===== RECORDS SHOWN

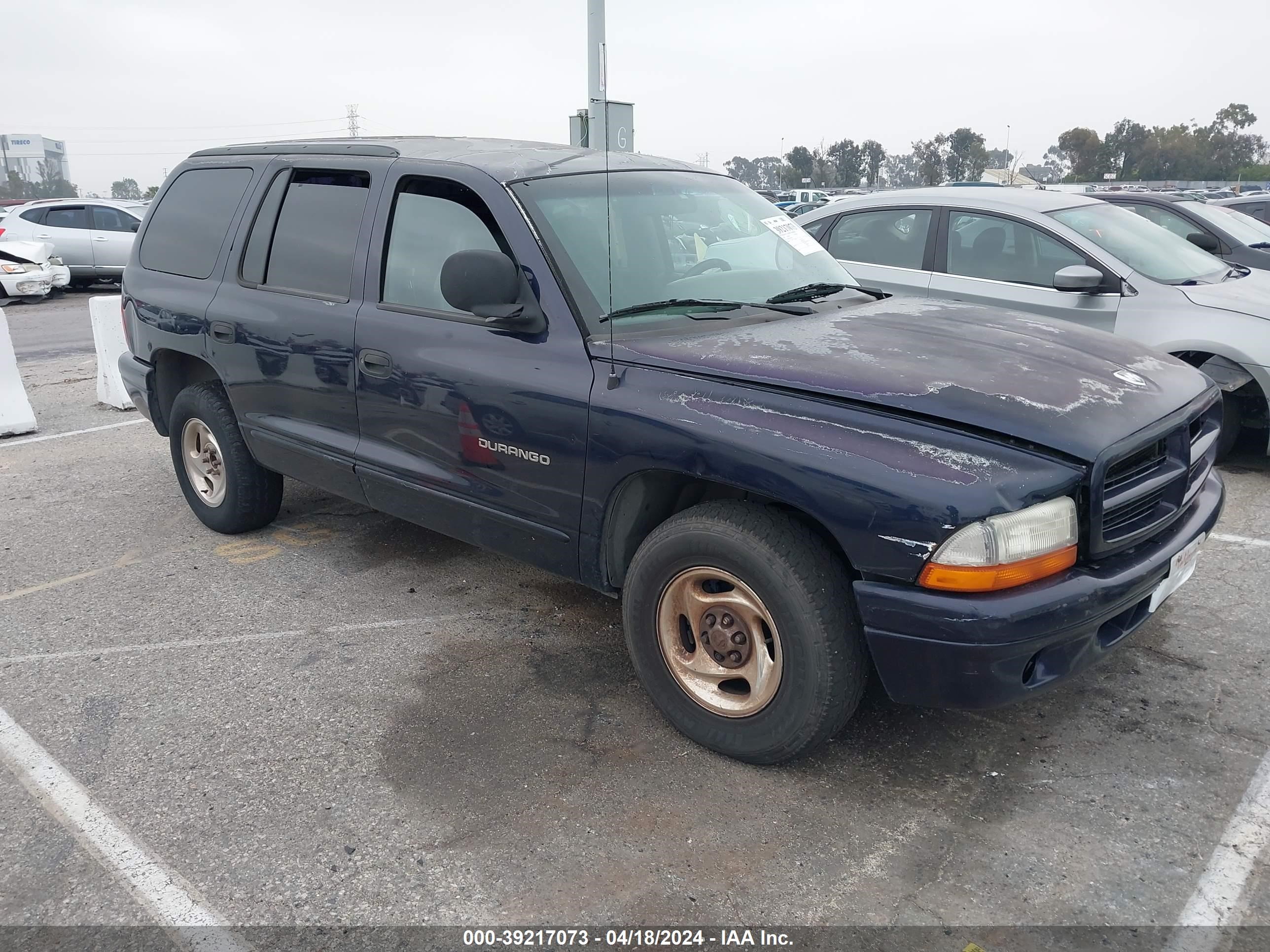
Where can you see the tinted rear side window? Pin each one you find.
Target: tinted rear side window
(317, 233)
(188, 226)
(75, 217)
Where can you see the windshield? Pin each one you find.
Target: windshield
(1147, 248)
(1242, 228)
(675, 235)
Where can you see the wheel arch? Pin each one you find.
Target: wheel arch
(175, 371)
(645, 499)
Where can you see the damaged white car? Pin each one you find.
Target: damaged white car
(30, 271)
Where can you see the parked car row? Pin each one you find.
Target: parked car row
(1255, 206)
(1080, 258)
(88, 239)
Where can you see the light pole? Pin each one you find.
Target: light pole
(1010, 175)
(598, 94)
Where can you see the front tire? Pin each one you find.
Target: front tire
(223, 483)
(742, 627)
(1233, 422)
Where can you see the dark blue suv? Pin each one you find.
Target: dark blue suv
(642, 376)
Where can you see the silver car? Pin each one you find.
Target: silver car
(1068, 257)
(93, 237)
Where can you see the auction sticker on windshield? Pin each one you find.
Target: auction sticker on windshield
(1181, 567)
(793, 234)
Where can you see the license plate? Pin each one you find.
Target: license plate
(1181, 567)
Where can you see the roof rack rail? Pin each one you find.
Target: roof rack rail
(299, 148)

==========

CHALLENGE: Rewrite the stretch of items from the line containing "Where can you see the windshield?" through the end of the items, updating every "silver car" to "gray car" and leaving everything else unchanged.

SOLUTION BELOW:
Where can you see the windshield? Pin each one you find.
Target: windshield
(1147, 248)
(1242, 228)
(675, 235)
Where can you see the wheel arch? Pin each one you find.
Target: wheel arch
(175, 371)
(645, 499)
Where can you see the damaged white car? Pin each one you find.
Target: damaged white car
(30, 271)
Where can you see the parked car row? Pin each one you find.
Target: parked car row
(1255, 206)
(1080, 258)
(88, 239)
Where can you see the light pole? Pin each one you find.
Target: light pole
(1010, 175)
(598, 94)
Where can you see the front tire? Pin each one you find.
Target: front tire
(223, 483)
(742, 627)
(1233, 422)
Where can you see the dark blue suv? Pin each one you find.
Target: dark blue suv
(642, 376)
Where can you see the gray car? Pin each one you find.
Target: gray car
(1068, 257)
(93, 237)
Where can you see the auction sticker on windshield? Pin each one you find.
Target: auction sticker on windshield
(1181, 567)
(793, 234)
Where can you see the license plate? Pin each one you find.
Target: license plate
(1181, 567)
Where can you see the roof rack rail? Pin each one you find.
Target: roof rack rail
(299, 148)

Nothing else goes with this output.